**Task to carry out**
Copy word for word the part of the passage on requirements and UI design below that runs from "It's part of" up to and including "input to development.".

**Excerpted passage**
It's part of the design of the solution, it doesn't specify the need. I see a very common, as I see it, anti-pattern of separate UI teams defining solutions and giving them to dev teams as though they were requirements. They are just someone else's guess of how to give the user what they really want. The approach I recommend is capture what the user really wants as the requirement, then organise work on that to find solutions that can work. If consistency is important, have a style guide that teams use, but I have never seen pixel-by-pixel UI designs really work as a sensible input to development.
Making the calibration machine more user-friendly is a nice idea, but should be easy to do, or could be done easily completely outside the machine (e.g. detect power consumption and hook up a Raspberry Pi). It is not a good example of forcing a team to switch to user stories when hey are happy coding requirements into firmware.
I worked in TelCo and we had testing cycles running 6h on an expensive proprietary hardware farm similar to your calibration device example.

**Supplied entries**

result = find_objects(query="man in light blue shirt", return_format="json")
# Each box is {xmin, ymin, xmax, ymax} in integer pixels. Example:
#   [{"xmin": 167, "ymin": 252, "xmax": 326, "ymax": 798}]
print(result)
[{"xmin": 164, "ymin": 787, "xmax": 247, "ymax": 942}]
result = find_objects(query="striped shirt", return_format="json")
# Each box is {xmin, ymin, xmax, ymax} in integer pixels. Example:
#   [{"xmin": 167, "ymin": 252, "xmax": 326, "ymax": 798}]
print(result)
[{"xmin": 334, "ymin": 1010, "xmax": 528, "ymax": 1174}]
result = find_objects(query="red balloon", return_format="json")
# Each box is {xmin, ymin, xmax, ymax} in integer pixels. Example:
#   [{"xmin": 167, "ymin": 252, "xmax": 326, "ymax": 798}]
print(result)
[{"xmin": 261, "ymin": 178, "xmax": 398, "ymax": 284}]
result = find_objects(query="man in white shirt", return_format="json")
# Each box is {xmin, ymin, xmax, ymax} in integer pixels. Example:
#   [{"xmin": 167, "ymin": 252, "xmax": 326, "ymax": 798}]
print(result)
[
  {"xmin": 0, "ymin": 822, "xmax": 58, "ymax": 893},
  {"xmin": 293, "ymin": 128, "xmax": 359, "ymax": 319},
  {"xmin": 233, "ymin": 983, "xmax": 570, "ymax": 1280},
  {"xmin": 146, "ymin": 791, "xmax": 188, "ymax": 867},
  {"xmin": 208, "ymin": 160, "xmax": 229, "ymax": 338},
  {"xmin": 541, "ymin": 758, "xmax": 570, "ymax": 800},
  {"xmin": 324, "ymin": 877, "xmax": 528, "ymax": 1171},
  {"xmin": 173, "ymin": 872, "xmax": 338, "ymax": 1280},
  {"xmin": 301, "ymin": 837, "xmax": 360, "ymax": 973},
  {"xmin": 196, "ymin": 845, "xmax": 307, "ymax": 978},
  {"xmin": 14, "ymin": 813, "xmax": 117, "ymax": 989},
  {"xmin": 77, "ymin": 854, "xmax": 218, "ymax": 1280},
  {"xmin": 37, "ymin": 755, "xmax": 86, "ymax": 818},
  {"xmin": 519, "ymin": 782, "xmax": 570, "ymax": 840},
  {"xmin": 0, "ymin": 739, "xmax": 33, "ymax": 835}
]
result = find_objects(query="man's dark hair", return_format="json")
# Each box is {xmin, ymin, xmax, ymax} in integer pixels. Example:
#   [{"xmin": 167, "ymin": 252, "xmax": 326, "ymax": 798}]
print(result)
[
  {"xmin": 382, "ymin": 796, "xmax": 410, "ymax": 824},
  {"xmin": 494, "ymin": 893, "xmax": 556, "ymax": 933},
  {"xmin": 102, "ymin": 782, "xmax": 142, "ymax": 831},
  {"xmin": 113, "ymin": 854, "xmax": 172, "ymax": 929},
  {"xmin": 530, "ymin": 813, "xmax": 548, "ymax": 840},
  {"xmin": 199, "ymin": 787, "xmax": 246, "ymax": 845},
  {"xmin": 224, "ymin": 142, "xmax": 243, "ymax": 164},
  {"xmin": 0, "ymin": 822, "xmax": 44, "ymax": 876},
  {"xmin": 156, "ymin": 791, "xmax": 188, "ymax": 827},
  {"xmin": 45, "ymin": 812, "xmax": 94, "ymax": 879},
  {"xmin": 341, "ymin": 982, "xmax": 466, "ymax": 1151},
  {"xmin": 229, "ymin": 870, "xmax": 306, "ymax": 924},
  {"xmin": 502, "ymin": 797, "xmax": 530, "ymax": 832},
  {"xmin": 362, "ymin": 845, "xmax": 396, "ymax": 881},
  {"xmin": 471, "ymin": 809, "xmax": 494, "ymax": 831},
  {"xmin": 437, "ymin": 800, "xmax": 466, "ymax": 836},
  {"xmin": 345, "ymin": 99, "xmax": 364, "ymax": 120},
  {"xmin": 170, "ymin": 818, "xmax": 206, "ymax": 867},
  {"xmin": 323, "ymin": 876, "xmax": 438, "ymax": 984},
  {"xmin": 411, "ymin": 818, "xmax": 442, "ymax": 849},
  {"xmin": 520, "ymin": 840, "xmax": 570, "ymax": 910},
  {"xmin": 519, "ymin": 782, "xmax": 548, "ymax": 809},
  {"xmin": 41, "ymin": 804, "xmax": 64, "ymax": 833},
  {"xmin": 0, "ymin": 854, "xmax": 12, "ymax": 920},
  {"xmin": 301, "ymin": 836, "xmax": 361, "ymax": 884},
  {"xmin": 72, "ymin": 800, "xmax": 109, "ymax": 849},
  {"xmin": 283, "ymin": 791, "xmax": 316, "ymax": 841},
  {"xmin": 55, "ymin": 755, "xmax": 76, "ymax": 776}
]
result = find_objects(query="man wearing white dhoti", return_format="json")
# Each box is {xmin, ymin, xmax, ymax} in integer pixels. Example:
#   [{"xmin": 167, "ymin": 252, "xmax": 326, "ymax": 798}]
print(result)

**Output of the exercise**
It's part of the design of the solution, it doesn't specify the need. I see a very common, as I see it, anti-pattern of separate UI teams defining solutions and giving them to dev teams as though they were requirements. They are just someone else's guess of how to give the user what they really want. The approach I recommend is capture what the user really wants as the requirement, then organise work on that to find solutions that can work. If consistency is important, have a style guide that teams use, but I have never seen pixel-by-pixel UI designs really work as a sensible input to development.